> Data for this task:
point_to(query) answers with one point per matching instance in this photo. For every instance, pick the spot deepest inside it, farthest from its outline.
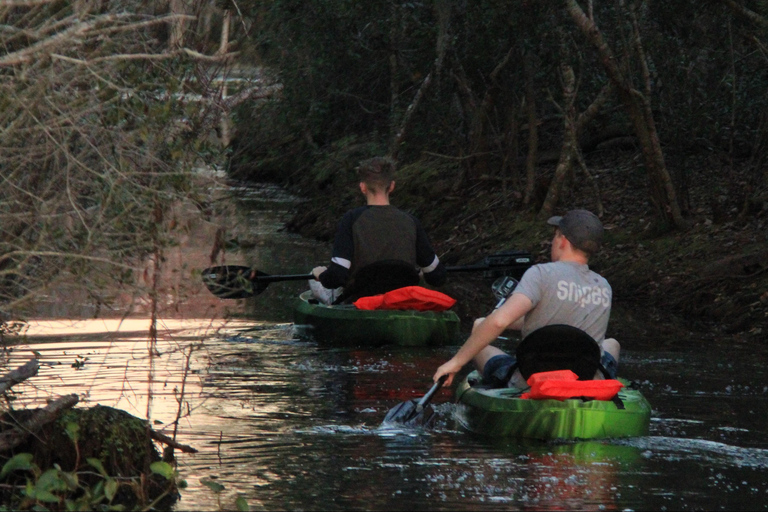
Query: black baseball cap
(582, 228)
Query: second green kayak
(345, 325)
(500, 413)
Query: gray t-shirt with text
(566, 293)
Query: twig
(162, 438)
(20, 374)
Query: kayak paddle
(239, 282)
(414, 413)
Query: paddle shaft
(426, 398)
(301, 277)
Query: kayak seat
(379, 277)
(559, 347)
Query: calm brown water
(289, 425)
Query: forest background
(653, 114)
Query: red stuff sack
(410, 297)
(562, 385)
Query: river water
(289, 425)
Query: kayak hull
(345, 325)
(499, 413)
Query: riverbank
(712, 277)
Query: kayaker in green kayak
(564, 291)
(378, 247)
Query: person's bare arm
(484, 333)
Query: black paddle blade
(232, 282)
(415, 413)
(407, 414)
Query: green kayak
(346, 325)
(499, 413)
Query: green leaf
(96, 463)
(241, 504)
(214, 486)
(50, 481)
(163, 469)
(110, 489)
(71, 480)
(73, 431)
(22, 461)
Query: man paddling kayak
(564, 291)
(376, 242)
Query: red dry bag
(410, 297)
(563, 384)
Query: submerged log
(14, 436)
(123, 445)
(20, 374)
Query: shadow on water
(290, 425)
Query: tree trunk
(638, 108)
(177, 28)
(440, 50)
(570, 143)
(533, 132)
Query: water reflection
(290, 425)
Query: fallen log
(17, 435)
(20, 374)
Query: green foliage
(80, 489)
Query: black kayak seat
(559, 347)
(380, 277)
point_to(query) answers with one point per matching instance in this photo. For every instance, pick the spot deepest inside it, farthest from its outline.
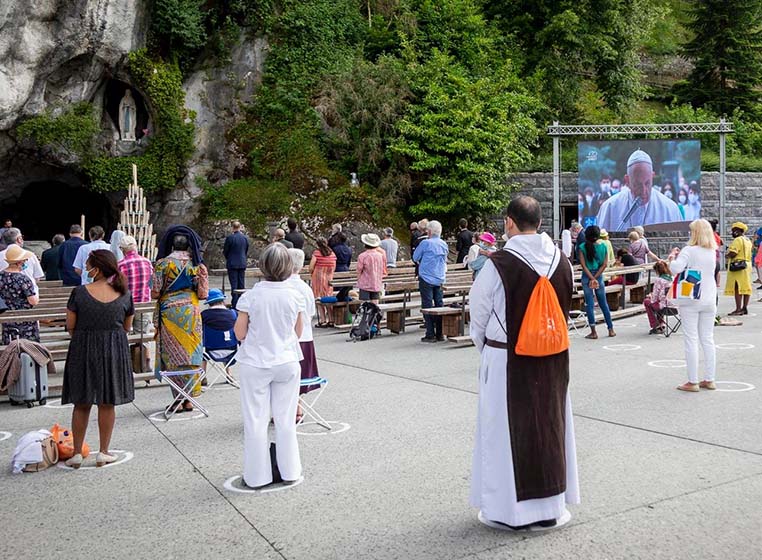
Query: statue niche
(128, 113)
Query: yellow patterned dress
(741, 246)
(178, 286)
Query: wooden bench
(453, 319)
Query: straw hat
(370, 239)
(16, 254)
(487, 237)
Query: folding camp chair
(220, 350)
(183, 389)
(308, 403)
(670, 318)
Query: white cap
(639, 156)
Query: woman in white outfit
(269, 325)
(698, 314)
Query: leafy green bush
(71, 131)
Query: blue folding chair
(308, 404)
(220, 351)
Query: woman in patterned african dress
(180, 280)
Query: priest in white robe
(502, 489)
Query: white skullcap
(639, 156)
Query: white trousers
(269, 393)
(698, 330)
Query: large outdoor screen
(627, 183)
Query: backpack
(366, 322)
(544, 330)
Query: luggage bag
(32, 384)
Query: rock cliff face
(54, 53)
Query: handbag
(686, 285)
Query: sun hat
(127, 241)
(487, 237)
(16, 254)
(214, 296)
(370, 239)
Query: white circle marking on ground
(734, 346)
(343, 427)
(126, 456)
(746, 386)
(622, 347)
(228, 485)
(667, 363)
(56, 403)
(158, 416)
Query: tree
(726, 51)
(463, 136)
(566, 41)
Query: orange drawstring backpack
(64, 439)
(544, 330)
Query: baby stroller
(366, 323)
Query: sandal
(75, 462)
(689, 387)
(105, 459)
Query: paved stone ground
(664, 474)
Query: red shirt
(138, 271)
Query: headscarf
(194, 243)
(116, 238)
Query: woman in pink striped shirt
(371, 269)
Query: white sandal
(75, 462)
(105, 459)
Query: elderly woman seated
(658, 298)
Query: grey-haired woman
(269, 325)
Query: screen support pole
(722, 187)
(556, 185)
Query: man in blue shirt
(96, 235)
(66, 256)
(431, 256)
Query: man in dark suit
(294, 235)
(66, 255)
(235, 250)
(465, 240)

> Work request:
In the copy, leave out the pictures and restate the records exactly.

> Finished task:
point_to(query) answers with one point per matching instance in this photo. For every instance, pick the spot deepest inside it, farthest from its outline.
Query: black baseball cap
(582, 228)
Query: second green kayak
(345, 325)
(500, 413)
Query: gray t-shirt with text
(566, 293)
Query: twig
(162, 438)
(20, 374)
Query: kayak paddle
(239, 282)
(414, 413)
Query: paddle shaft
(426, 398)
(301, 277)
Query: kayak seat
(379, 277)
(559, 347)
Query: calm brown water
(289, 425)
Query: forest background
(653, 114)
Query: red stuff sack
(410, 297)
(562, 385)
Query: river water
(289, 425)
Query: kayak hull
(345, 325)
(499, 413)
Query: riverbank
(712, 277)
Query: kayaker in green kayak
(564, 291)
(378, 247)
Query: person's bare arm
(484, 333)
Query: black paddle blade
(232, 282)
(415, 413)
(407, 414)
Query: green kayak
(346, 325)
(499, 413)
Query: green leaf
(96, 463)
(241, 504)
(214, 486)
(50, 481)
(163, 469)
(110, 489)
(71, 480)
(73, 431)
(22, 461)
Query: man paddling kayak
(564, 291)
(376, 242)
Query: red dry bag
(410, 297)
(563, 384)
Query: submerged log
(14, 436)
(123, 445)
(20, 374)
Query: shadow on water
(290, 425)
Query: tree trunk
(638, 108)
(177, 28)
(440, 50)
(570, 143)
(533, 132)
Query: water reflection
(290, 425)
Query: fallen log
(17, 435)
(20, 374)
Query: green foliage
(80, 489)
Query: black kayak seat
(559, 347)
(380, 277)
point_to(query) answers with one point per matching instance in this photo. For every instance, pick the spot deepest inside it, farthest from its outline.
Query: statue niche
(128, 113)
Query: yellow patterned dress
(741, 246)
(178, 286)
Query: wooden bench
(453, 319)
Query: straw hat
(370, 239)
(16, 254)
(487, 237)
Query: folding camp chair
(220, 350)
(183, 389)
(308, 403)
(670, 318)
Query: white cap
(639, 156)
Query: woman in white outfit
(269, 325)
(698, 314)
Query: leafy green bush
(71, 131)
Query: blue folding chair
(308, 404)
(220, 351)
Query: woman in patterned african dress
(180, 280)
Query: priest in white robe
(502, 489)
Query: white skullcap
(639, 156)
Query: white trousers
(269, 393)
(698, 330)
Query: large outdoor screen
(627, 183)
Query: backpack
(366, 322)
(544, 330)
Query: luggage bag
(32, 384)
Query: rock cliff face
(54, 53)
Query: handbag
(686, 285)
Query: sun hat
(127, 241)
(487, 237)
(16, 254)
(214, 296)
(370, 239)
Query: white circle marking on ground
(734, 346)
(343, 427)
(126, 456)
(746, 386)
(622, 347)
(228, 485)
(667, 363)
(56, 403)
(158, 416)
Query: tree
(726, 51)
(463, 136)
(566, 41)
Query: orange drawstring backpack
(64, 439)
(544, 330)
Query: baby stroller
(366, 323)
Query: sandal
(75, 462)
(689, 387)
(105, 459)
Query: paved stone ground
(664, 474)
Query: red shirt
(138, 271)
Query: headscarf
(194, 243)
(116, 238)
Query: woman in pink striped shirt
(371, 269)
Query: white sandal
(75, 462)
(105, 459)
Query: elderly woman seated
(658, 298)
Query: grey-haired woman
(269, 325)
Query: screen support pole
(722, 187)
(556, 185)
Query: man in blue shirt
(96, 235)
(66, 256)
(431, 256)
Query: man in dark suit
(294, 235)
(66, 255)
(235, 250)
(465, 240)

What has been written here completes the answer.